* [THE PROBLEM] All lines from the line containing "Drop a point on every instance of the potted" up to and including the last line of the listing below should be echoed exactly; no other lines belong in the response.

── EXERCISE DATA

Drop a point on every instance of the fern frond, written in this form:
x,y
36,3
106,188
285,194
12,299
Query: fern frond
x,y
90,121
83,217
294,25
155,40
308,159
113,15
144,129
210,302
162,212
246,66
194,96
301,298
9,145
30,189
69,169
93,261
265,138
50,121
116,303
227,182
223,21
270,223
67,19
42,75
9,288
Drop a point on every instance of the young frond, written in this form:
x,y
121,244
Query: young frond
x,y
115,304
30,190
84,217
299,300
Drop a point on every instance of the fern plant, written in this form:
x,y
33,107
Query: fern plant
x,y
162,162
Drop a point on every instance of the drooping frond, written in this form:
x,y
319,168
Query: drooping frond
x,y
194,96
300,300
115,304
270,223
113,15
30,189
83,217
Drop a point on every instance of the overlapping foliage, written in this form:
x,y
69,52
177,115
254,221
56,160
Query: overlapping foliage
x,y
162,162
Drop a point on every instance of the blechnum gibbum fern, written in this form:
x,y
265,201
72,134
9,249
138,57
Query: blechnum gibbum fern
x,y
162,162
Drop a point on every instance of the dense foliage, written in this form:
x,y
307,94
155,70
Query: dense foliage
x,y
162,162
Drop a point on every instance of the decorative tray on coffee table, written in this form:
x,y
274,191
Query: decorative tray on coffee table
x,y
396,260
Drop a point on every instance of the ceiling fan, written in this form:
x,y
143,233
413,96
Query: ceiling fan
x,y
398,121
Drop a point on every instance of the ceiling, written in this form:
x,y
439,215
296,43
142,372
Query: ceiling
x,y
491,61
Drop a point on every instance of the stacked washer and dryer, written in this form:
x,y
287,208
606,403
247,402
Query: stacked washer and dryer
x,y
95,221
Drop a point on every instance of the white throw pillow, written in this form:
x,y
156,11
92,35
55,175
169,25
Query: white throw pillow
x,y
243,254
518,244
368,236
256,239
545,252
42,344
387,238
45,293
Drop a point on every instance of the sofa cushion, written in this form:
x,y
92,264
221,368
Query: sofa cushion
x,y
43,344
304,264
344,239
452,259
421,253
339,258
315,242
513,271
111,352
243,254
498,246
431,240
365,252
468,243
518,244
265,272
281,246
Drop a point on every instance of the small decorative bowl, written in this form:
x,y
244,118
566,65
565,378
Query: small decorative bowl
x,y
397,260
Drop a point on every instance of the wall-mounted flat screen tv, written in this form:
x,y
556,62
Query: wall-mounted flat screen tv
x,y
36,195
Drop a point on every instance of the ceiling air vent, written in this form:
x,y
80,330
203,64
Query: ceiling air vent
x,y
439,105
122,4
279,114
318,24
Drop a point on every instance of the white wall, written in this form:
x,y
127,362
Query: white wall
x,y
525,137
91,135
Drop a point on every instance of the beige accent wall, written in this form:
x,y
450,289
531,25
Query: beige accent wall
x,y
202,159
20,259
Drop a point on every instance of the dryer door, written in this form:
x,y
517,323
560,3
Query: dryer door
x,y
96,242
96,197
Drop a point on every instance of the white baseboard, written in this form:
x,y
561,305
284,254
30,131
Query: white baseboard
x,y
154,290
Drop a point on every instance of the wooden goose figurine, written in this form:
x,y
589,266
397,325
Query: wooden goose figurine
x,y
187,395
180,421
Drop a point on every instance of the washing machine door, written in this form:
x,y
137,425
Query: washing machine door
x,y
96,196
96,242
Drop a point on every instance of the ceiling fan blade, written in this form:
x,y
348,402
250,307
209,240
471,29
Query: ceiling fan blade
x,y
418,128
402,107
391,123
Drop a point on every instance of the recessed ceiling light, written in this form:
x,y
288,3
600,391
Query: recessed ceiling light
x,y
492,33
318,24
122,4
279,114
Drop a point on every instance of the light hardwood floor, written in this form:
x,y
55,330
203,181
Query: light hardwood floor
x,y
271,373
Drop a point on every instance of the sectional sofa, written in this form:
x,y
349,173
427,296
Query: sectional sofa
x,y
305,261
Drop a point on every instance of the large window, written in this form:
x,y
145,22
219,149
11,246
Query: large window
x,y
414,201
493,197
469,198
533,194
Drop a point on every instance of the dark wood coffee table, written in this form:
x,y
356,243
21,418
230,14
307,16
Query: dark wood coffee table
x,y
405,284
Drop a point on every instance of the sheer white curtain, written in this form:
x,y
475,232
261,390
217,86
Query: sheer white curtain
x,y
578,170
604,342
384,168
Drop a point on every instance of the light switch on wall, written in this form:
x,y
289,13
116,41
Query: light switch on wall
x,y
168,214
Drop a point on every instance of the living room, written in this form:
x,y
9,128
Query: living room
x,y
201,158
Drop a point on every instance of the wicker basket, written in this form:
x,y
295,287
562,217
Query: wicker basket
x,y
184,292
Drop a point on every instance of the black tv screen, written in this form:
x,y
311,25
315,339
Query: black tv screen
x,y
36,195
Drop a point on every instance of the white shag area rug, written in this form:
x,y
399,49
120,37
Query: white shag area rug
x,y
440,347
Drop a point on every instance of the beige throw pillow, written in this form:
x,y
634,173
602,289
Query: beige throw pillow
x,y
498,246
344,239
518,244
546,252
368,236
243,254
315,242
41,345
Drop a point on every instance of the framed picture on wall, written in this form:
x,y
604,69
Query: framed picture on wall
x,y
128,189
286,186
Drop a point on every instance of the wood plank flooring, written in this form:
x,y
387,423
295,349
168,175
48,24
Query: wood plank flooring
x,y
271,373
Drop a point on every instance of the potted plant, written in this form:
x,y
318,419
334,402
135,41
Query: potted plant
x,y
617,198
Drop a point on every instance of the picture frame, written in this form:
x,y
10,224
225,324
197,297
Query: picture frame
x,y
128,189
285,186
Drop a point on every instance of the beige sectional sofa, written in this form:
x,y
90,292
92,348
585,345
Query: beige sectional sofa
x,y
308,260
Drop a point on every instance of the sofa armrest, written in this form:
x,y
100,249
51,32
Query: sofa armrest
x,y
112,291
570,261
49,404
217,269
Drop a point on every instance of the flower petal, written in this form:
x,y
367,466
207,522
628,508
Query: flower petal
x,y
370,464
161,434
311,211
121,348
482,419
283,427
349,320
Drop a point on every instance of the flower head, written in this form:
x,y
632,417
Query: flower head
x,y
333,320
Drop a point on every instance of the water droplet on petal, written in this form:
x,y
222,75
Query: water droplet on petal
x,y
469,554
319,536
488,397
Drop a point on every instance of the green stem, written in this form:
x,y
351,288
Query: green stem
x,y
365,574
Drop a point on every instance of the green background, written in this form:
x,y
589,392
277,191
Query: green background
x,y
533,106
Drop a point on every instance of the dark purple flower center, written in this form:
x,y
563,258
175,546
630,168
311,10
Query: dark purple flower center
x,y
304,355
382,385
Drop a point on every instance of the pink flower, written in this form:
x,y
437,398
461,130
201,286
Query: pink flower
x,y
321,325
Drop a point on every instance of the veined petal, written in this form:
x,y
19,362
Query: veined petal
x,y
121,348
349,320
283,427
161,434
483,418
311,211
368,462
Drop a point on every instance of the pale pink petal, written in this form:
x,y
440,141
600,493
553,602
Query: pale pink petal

────

* [TASK ANSWER]
Drop a point on every instance of the potted plant, written in this form:
x,y
318,419
334,402
135,41
Query: potted plant
x,y
617,198
Drop a point on every instance of the picture frame, written in this form:
x,y
10,224
225,324
197,297
Query: picture frame
x,y
128,189
285,186
Drop a point on every instance of the beige sectional sofa, written in this form:
x,y
90,292
92,348
585,345
Query: beige sectional sofa
x,y
308,260
Drop a point on every instance of the sofa armrest, written in this form:
x,y
100,249
51,32
Query: sofa armrest
x,y
112,291
570,261
49,404
217,269
Drop a point on every instance of the flower petal, written in this form:
x,y
367,466
207,522
628,508
Query: flower petal
x,y
370,464
161,434
311,211
121,348
482,419
283,427
349,320
Drop a point on every instance of the flower head, written in this form:
x,y
632,417
Query: flower head
x,y
333,320
Drop a point on every instance of the water droplet on petal, written in this form:
x,y
222,75
Query: water droplet on petal
x,y
469,554
319,536
488,397
Drop a point on every instance of the green stem, written in this form:
x,y
351,288
Query: green stem
x,y
365,574
Drop a point on every instance of the green background, written in this form:
x,y
589,392
277,191
Query: green background
x,y
533,106
Drop a point on every instance of the dark purple flower center, written in this form:
x,y
563,258
175,546
630,168
311,10
Query: dark purple flower center
x,y
304,355
382,385
Drop a point on every instance of the pink flower, written in this form:
x,y
437,398
461,130
201,286
Query: pink flower
x,y
321,325
Drop a point on every instance of the veined petal, written in this form:
x,y
19,362
Query: veined petal
x,y
121,348
349,320
283,427
161,434
483,418
311,211
368,462
Drop a point on every instance of the pale pink petal, written in this form:
x,y
440,141
600,493
553,602
Query: pale pink petal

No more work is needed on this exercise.